# [Brief]
Please say which two competing virtues the post on the U.S. Olympic uniforms sets against each other.
[Start of Passage provided]
Category Archives: Contemporary

Thrift vs Patriotism: The Nationalistic Debate over Olympians’ Clothing

The Olympics may be over, but cultural critique is forever.

Before the start of the Olympic Games in London, there was a bit of a controversy state-side over the uniforms that the U.S. team was going to be wearing to the Opening Ceremonies. Apparently they were made in China. Shocking. The mass media had a field day with this, and politicians weighed in, everyone up in arms about the fact that the uniforms should be made in the United States.

Meanwhile, back in America, this is still a capitalist country that participates in a global marketplace. Of course the uniforms are going to be made in China: it’s cheaper! This made me wonder if, had the uniforms been made in the United States, there would have been a controversy about the expense of outfitting our athletes for the Games. Because you know they would have been pretty darn spendy.

What we have here are coexisting, competing yet related sets of values, ideologies even: the virtue of thrift vs. the virtue of patriotism. At this historical-cultural moment in the United States, the virtue of thrift is tied closely to the recession discourse and the “Jobs” trope people have been hammering for the past year(s). On the other hand, the virtue of patriotism [read: anti-China-ism] mandates that we buy U.S. made goods. This virtue is tied to the Jobs trope and the recession, as well. That hypothetical backlash would have been about excessive spending and anti-American consumer practices that “steal jobs” from hard-working stiffs. So basically, in this climate of competing ideologies, consumers can’t win. They will always be doing something antithetical to mainstream American discourse, which draws upon currently-held beliefs. (Those traitors!) This transcends to the larger scale as well, where Olympic officials can’t win, either. There is no right choice, because either one offends a deep-seated and currently harped-on ideology in America.
[End of Passage provided]
[Start of Extracted records]
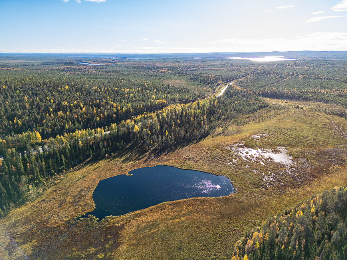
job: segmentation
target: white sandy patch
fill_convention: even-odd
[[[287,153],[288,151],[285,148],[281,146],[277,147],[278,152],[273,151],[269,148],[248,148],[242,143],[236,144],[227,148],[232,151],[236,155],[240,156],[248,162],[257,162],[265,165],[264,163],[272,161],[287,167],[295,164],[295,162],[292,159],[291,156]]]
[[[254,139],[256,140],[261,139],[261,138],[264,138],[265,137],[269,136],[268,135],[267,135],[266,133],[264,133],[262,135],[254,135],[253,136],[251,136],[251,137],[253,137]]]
[End of Extracted records]
[Start of Extracted records]
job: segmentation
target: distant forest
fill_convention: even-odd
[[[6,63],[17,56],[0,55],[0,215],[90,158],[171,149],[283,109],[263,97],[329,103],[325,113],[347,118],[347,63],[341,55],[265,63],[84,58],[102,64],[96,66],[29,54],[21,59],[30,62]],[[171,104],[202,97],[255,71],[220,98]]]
[End of Extracted records]
# [Result for this exercise]
The virtue of thrift and the virtue of patriotism.